| THE PROBLEM |
Set down the data below once more, precisely as it reads.

(GIVEN DATA)

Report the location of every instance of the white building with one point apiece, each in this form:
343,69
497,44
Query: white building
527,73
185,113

(End GIVEN DATA)

| SOLUTION |
Report the location of every instance of the white building with one point apiece, each in this form:
343,69
497,44
Query: white building
527,73
185,113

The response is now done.